**DATA TO USE:**
+---+

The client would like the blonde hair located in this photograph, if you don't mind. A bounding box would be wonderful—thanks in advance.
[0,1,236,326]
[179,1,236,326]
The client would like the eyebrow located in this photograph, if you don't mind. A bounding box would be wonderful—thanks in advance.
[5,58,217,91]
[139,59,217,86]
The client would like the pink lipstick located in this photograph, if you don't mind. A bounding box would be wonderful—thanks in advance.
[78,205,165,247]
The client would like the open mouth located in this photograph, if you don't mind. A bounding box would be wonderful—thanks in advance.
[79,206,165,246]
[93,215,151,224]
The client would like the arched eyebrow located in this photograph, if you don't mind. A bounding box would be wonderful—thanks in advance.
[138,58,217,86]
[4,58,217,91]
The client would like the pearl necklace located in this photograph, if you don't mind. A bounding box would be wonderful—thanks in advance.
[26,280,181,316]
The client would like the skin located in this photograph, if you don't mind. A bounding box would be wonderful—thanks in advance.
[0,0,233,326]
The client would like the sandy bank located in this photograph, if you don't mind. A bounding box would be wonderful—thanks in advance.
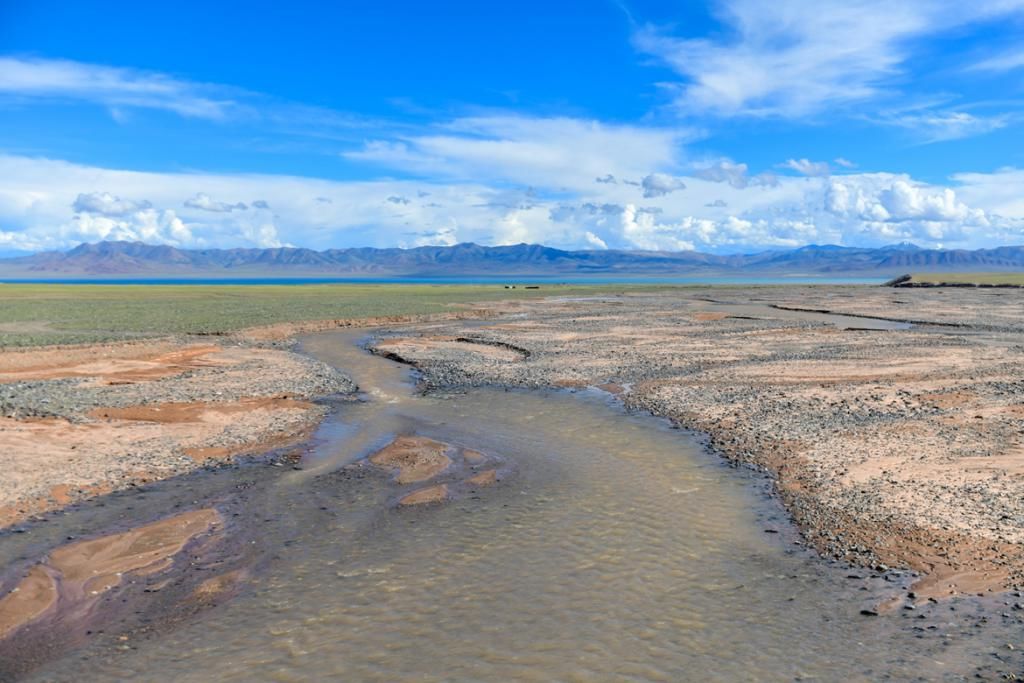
[0,338,354,529]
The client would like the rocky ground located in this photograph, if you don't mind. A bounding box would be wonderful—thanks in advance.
[367,286,1024,603]
[0,337,354,528]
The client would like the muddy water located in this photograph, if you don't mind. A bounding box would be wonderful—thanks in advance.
[5,330,1015,681]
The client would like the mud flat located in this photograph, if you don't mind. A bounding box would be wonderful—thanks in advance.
[371,286,1024,606]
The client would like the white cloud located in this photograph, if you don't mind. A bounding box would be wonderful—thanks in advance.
[183,192,248,212]
[633,1,1024,118]
[878,110,1010,143]
[0,57,235,120]
[951,167,1024,218]
[641,173,686,198]
[782,158,831,177]
[834,157,856,168]
[345,114,694,190]
[69,207,195,246]
[620,204,696,251]
[694,159,778,188]
[0,154,1021,256]
[72,191,152,216]
[967,49,1024,72]
[584,231,609,249]
[825,177,988,224]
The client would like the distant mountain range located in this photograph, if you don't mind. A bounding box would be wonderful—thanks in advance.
[2,240,1024,278]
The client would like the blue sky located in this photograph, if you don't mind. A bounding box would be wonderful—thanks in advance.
[1,0,1024,253]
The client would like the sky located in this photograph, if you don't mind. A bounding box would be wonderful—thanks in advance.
[1,0,1024,255]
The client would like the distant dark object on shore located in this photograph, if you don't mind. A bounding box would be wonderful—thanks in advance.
[886,273,1024,288]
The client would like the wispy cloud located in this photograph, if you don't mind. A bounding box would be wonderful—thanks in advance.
[0,56,383,142]
[0,56,237,119]
[967,49,1024,73]
[345,114,695,189]
[633,0,1024,118]
[878,110,1011,143]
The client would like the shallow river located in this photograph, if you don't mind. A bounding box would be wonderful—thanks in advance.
[2,329,1013,681]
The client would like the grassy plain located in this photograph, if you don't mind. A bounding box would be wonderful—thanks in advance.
[0,283,645,347]
[907,272,1024,285]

+---+

**REQUIREMENT:** Please transcribe every entry exactly as written, leaving the pictures out.

**YOUR SOLUTION:**
The client would like the blonde hair located in this photograph, if you don't mind. A bounding box would be wonderful—thanks in advance.
[0,1,236,326]
[179,1,236,326]
The client would like the eyebrow located in this photograph, if you don't mind. A bounding box would be wonderful—thanks in advance.
[5,58,217,91]
[139,59,217,86]
The client would like the pink lipstick located in this photograph, if you don't mind. A bounding box would be wonderful—thanks in advance.
[78,205,165,247]
The client would like the open mouth located in this photograph, if you don't mind. A bounding box would be wonderful—thanks in advance.
[79,206,165,246]
[93,215,151,224]
The client would like the arched eyebrow located in this photograph, if you don't mind. A bounding box would be wonderful—thanks in advance.
[138,58,217,86]
[4,58,217,91]
The client would like the pearl necklace located in this photograph, if you don't mind. A bounding box would be wonderful—thanks in advance.
[26,280,181,316]
The client would like the skin located in this photograph, if you don't mind. A bounding box would be wonderful—thanks in advance.
[0,0,233,326]
The client would like the sandy bank located in this photograph, if you don't mind. A bounding box would be wonderful—thanks in advance.
[0,338,354,529]
The client would like the rocky ground located in this photograph, if you don't mind. A bounding box would be wonderful—thanks in advance.
[367,286,1024,603]
[0,337,354,528]
The client would like the muddy water located in this photograph, if you don't mind. A bounding box would be wonderful—thanks in advance.
[5,330,1015,681]
The client would like the mud flat located in this photograph, if you don't mind. A bounding box would be wonderful—thanks in advance.
[371,286,1024,606]
The client would like the white cloud located in this photograph, if you don't mind. A bounding box would be wonderful—thanks in advance.
[183,192,248,212]
[633,1,1024,118]
[878,110,1010,143]
[0,57,235,120]
[951,167,1024,218]
[641,173,686,198]
[782,158,831,177]
[834,157,856,168]
[345,114,694,190]
[69,207,195,246]
[620,204,696,251]
[694,159,778,188]
[0,154,1021,256]
[72,191,152,216]
[967,49,1024,72]
[584,231,609,249]
[825,177,988,224]
The client would like the distant mountain range located in this photograph, if you don't mind. A bounding box would be wonderful—thanks in advance.
[2,240,1024,278]
The client would like the blue sky located in this photograph, if you don't mind. A bounding box would be wonderful—thanks in advance.
[1,0,1024,253]
The client would like the sky located in this photograph, if you don't mind. A bounding box would be wonderful—thanks in advance.
[1,0,1024,255]
The client would like the distant dark object on shore located in this photograph, if you don't mind. A bounding box would be wonderful—thanks in advance.
[886,273,1024,288]
The client would like the wispy cloud located in this photograph, if you don't mind. A bounding box would be wonderful—thanks in advance.
[0,56,383,142]
[0,56,237,119]
[967,49,1024,73]
[345,114,695,189]
[633,0,1024,118]
[878,110,1011,143]
The client would like the shallow river located in this photograph, if you don't mind. A bounding box would be wonderful—thanks in advance.
[2,329,1013,681]
The client would like the grassy plain located in this photograph, if you don't mind. A bounding box would be wonderful—thanks in advance.
[0,283,645,347]
[907,272,1024,285]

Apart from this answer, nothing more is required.